# Task:
For each statement, answer yes or no on whether it agrees with the text about the prize shortlist and A Clockwork Orange, and quote the text's deciding words. 1. Harry Karlinsky's book made the shortlist. 2. Rose Tremain's shortlisted novel is published by Chatto & Windus. 3. Alex is betrayed by a police officer.

# Selected text:
######

PS – Watch this space for a review of one of the long-listed titles, Harry Karlinsky's The Evolution of Inanimate Objects, published by the Friday Project.
Update (17 Oct 2012): The shortlist, which was announced last week, is as follows:
  • John Coates, The Hour Between Dog and Wolf, (Fourth Estate)
  • Joshua Cody, [Sic], (Bloomsbury)
  • Nick Coleman, The Train in the Night, (Jonathan Cape)
  • Mohammed Hanif, Our Lady of Alice Bhatti, (Jonathan Cape)
  • Peter James, Perfect People, (Macmillan)
  • Rose Tremain, Merivel: A Man of his Time, (Chatto & Windus)
  • Thomas Wright, Circulation. (Chatto & Windus)
Sadly, Harry Karlinsky did not make the cut.  For what it's what, my money is now on Rose Tremain.  Winner announced 7 November - watch this space.
 

Tuesday, 4 September 2012

The Classic Novel That Almost Never Was


This year marks the 50th anniversary of the publication of Anthony Burgess’s classic dystopian novel, A Clockwork Orange.  (I, however, read it for the first time only this year - no-one can ever accuse me of being ahead of the game, that’s for sure…)

 The novel (or, more accurately, the novella) is set in the near future in an unnamed city (which appears to be a curious mix of the darker elements of New York, London and Gotham).  This hybrid metropolis is over-run by gangs of feral youths, who nightly inflict terror on those citizens who are unlucky enough to find themselves in their path. The novel’s narrator, Alex, is the leader of one such posse, and the book is littered with his sometimes incomprehensible idiolect – an argot deriving from Russian, gypsy patois and rhyming slang.

However, Alex’s reign of terror is brought to an abrupt end when he is betrayed by one of his fellow gang-members (or ‘droogs’).  After being arrested by the ‘millicents’ (police) and charged with murder, Alex is subjected to ‘aversion therapy’ in attempt to ‘cure’ him of his violent urges and sociopathic tendencies.

######

# Excerpted records:
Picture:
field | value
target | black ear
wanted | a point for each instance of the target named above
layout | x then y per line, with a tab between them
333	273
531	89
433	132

######

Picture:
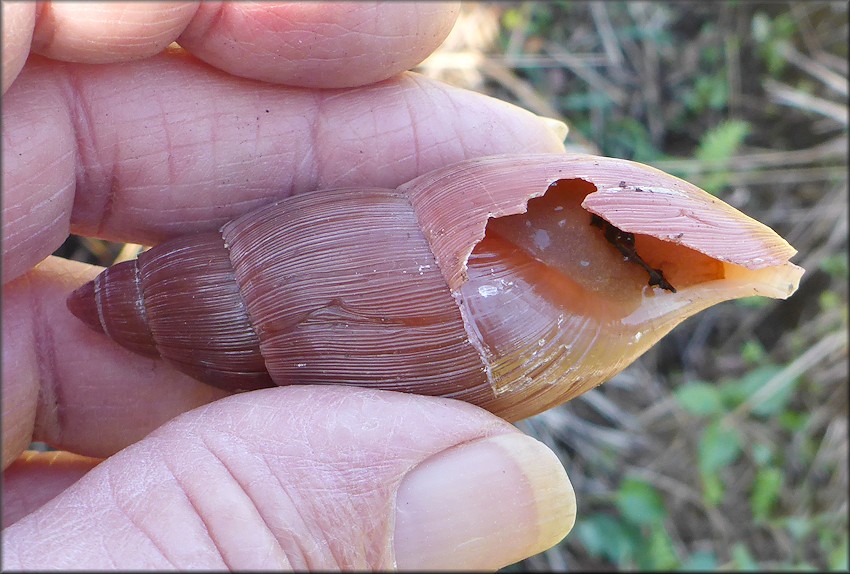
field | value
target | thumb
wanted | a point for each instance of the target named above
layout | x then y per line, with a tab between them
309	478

######

# Task result:
1. No: "Sadly, Harry Karlinsky did not make the cut."
2. Yes: "Rose Tremain, Merivel: A Man of his Time, (Chatto & Windus)"
3. No: "he is betrayed by one of his fellow gang-members"